■ **PROBLEM TO WORK ON**
Copy the chat-bot description below, starting with the words "At the basis, the" and stopping after "Vector Similarity Search.", and switch "Redis" to "Milvus".

[[ PASSAGE TO READ open ]]

Waverley created a smart chat-bot based on generative AI that can be integrated into any messenger to provide assistance to users that will resemble human interaction using natural language.
The product is a generic chat-bot that can be integrated into any messenger application and adapted to more specific needs. Its main function is to provide answers to user’s questions, recognising their intention and reaction to the provided answers. The bot can work with any data storage, website(s), documents as a source of information. For example, the chat-bot can be connected to an online shop’s database to provide answers about the goods to potential buyers like a consultant. Or, if connected to a company’s file drive or Google Drive, by scraping data from internal company documents, the chat-bot can provide specific answers about the company’s guidelines, policies, and other operational activity to employees as a personal assistant. Also, the chat bot is able to generate a piece of text (e.g. an email) following the indicated manner and style based on a short description from the user. Particular attention is paid to information security in order to prevent any data leaks.
At the basis, the chat-bot consists of a set of data collectors and pipelines (microservices written in GoLang and Python that can use Large Language Models – LLMs) to collect information from the provided databases, files, websites, etc. and process it to a required format. This way, large documents are split into digestible chunks of summarized and essential information using the ML techniques. Upon being processed in an ML model, paragraphs or pages of text (these can be media files as well) are transformed into embeddings – unique numeric vectors (large vectors of floating numbers) that represent a particular piece of text processed by a specific ML model. These numeric vectors are stored in vector databases, such as Redis, where they are further used to perform Vector Similarity Search.
When a user interacts with the chat-bot using natural language, their input is processed by the same ML model and also transformed into a numeric vector. This numeric vector is then used in the vector similarity search in the vector database to find several pieces of text/documents that would be the most relevant to the user’s input. This process specifies the context for further processing of the text by OpenAI’s algorithms and it will return an answer generated in natural language.
Also, to save costs on sending requests to the OpenAI’s server, it’s possible to perform vector similarity search in a cache vector database. This way, if a user generates a request with an intention that is similar to the question answered earlier (their numeric vectors will be similar), the system will understand this by doing the vector similarity search in cache. Thus, the chat-bot will use the response previously returned by OpenAI to answer the new user’s request without sending a new request to OpenAI.
On the client side, there is an API Gateway implemented in GoLang. It provides at least three interfaces for communication with the server: sockets (used by Slack in our case or other messengers), REST APIs for web interface and GRPC APIs for mobile interface. The API Gateway has a local cache and a logs storage for audit or troubleshooting purposes.

[[ PASSAGE TO READ closed ]]
[[ EXTRACTED DATA open ]]

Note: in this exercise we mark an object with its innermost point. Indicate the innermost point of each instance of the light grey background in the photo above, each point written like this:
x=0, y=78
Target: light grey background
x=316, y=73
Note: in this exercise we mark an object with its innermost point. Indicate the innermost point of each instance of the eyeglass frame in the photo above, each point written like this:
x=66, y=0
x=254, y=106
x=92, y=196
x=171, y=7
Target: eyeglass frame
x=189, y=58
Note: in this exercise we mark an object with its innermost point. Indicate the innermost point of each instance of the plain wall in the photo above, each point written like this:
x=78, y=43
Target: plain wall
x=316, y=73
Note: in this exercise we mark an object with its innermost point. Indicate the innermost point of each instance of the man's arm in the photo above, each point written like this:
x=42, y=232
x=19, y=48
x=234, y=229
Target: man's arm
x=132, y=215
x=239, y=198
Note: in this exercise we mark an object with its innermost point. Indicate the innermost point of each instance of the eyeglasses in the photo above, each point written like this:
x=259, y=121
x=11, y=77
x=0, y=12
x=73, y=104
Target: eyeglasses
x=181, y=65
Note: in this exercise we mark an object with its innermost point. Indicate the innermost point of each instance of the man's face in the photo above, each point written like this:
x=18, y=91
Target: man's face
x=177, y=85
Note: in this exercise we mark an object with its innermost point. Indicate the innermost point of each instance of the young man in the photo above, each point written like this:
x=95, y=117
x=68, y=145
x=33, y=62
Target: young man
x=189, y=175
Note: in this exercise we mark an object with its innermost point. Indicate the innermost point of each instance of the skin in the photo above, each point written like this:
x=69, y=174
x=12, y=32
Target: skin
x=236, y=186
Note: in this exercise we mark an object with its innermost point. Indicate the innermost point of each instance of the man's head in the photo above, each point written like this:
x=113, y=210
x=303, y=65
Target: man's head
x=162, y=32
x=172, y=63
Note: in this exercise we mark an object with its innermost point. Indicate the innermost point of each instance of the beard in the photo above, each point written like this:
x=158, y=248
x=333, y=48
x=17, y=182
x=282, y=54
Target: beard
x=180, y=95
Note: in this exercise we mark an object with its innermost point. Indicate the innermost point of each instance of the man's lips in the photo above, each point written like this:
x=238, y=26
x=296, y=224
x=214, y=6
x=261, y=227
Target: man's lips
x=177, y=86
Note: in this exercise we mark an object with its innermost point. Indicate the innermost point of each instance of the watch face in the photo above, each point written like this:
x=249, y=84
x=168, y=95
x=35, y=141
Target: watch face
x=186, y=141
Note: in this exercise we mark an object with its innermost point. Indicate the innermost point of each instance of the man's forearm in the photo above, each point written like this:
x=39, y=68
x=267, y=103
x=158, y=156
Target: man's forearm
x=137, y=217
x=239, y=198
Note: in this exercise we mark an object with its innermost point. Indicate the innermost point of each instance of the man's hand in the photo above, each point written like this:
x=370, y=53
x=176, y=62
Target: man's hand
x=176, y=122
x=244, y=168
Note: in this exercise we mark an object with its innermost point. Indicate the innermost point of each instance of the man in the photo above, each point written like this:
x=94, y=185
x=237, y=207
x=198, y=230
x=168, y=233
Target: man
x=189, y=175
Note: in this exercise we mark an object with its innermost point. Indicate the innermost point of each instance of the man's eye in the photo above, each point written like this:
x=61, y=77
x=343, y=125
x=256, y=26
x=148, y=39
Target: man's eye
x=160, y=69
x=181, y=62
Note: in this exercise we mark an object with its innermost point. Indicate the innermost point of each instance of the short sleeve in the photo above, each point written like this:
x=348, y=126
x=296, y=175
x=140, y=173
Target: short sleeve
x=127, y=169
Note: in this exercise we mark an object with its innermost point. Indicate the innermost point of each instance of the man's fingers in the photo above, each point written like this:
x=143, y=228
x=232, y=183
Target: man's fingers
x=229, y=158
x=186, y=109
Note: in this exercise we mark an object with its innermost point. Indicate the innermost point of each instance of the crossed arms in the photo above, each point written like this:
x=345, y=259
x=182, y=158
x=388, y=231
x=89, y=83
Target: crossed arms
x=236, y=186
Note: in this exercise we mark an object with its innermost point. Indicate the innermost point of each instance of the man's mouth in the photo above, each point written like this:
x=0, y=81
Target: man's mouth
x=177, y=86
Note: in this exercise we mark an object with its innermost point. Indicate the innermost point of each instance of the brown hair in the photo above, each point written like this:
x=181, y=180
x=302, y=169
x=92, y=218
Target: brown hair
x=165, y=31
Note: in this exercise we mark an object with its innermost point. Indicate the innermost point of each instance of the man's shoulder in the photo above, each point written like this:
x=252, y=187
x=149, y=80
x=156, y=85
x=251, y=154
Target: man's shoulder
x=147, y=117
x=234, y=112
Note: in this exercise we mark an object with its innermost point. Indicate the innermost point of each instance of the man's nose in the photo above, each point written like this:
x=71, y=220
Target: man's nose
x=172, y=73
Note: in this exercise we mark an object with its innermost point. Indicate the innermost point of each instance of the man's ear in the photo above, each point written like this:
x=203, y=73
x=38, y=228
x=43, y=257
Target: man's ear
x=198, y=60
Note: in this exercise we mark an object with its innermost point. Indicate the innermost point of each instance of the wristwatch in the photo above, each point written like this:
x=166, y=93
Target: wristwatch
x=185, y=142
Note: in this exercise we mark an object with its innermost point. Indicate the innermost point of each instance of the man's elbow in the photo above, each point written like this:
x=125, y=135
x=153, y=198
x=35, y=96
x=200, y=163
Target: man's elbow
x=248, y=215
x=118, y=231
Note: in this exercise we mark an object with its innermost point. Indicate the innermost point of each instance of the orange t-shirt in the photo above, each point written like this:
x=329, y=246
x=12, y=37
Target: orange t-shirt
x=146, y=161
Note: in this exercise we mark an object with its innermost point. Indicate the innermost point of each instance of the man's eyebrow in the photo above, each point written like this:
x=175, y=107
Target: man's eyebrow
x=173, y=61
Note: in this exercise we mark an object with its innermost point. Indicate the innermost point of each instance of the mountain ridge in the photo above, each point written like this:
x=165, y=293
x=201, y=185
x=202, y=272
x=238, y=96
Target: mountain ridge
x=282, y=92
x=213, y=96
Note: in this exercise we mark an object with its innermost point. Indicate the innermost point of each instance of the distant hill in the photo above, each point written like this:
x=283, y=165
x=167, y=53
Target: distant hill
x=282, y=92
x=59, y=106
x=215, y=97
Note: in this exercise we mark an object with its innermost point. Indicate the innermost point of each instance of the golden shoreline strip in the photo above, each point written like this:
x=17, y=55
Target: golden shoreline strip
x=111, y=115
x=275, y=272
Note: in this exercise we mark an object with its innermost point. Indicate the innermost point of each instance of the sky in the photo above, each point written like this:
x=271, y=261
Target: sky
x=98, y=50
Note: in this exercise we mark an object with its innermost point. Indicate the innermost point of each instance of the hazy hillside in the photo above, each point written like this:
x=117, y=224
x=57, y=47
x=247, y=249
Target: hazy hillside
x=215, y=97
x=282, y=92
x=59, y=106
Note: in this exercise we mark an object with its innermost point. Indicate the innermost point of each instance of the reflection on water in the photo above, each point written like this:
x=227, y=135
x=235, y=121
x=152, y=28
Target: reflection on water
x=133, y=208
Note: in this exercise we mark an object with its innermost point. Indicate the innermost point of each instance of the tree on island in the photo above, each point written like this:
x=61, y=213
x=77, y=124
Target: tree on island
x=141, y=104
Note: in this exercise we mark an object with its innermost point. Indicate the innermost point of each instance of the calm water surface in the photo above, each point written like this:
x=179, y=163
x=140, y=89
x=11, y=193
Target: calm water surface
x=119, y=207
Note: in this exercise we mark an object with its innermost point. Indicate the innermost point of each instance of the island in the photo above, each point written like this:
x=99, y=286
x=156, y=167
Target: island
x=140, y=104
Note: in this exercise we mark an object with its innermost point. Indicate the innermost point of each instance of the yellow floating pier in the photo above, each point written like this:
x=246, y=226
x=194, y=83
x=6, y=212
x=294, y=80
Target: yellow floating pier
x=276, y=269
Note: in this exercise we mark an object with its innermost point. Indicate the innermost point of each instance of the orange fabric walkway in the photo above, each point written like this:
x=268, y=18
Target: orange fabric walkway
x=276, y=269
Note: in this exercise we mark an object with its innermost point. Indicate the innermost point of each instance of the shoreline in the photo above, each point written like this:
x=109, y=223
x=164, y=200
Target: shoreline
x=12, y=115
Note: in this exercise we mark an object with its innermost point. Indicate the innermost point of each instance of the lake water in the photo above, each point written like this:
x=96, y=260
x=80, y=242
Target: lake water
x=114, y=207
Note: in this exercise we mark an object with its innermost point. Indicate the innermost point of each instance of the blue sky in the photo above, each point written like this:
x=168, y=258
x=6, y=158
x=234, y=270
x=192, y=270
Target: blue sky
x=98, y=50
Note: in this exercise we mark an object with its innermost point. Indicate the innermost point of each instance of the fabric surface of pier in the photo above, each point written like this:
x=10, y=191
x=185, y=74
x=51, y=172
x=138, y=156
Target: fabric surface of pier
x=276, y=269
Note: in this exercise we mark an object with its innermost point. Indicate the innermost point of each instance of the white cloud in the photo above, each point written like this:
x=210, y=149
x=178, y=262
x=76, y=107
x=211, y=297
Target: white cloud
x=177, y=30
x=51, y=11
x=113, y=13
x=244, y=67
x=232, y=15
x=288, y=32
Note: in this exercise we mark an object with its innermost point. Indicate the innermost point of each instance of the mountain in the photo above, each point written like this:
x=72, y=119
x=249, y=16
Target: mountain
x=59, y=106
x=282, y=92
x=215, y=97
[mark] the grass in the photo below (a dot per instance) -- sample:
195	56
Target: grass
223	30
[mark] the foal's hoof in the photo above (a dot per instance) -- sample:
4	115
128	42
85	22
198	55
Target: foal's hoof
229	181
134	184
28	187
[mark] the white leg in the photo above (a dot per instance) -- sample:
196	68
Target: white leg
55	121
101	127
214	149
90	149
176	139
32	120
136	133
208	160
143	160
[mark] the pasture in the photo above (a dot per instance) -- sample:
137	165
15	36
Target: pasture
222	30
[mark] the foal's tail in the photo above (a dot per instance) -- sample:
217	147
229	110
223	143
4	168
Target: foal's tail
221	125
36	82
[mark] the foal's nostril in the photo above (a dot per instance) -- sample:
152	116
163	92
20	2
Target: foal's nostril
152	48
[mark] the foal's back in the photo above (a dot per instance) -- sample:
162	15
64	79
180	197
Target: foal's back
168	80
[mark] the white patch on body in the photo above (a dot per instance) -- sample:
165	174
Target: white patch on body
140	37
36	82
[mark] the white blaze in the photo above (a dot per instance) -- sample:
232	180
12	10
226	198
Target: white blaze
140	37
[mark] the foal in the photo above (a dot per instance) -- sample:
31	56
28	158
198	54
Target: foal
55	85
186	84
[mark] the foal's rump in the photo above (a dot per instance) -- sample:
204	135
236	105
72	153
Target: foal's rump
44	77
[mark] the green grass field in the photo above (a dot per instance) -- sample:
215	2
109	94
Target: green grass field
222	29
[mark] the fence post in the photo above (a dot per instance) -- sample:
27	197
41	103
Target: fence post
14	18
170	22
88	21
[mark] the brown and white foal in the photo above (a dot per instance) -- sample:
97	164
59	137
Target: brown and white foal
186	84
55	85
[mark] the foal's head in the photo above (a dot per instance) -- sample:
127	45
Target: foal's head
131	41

[[ EXTRACTED DATA closed ]]

■ **TASK RESPONSE**
At the basis, the chat-bot consists of a set of data collectors and pipelines (microservices written in GoLang and Python that can use Large Language Models – LLMs) to collect information from the provided databases, files, websites, etc. and process it to a required format. This way, large documents are split into digestible chunks of summarized and essential information using the ML techniques. Upon being processed in an ML model, paragraphs or pages of text (these can be media files as well) are transformed into embeddings – unique numeric vectors (large vectors of floating numbers) that represent a particular piece of text processed by a specific ML model. These numeric vectors are stored in vector databases, such as Milvus, where they are further used to perform Vector Similarity Search.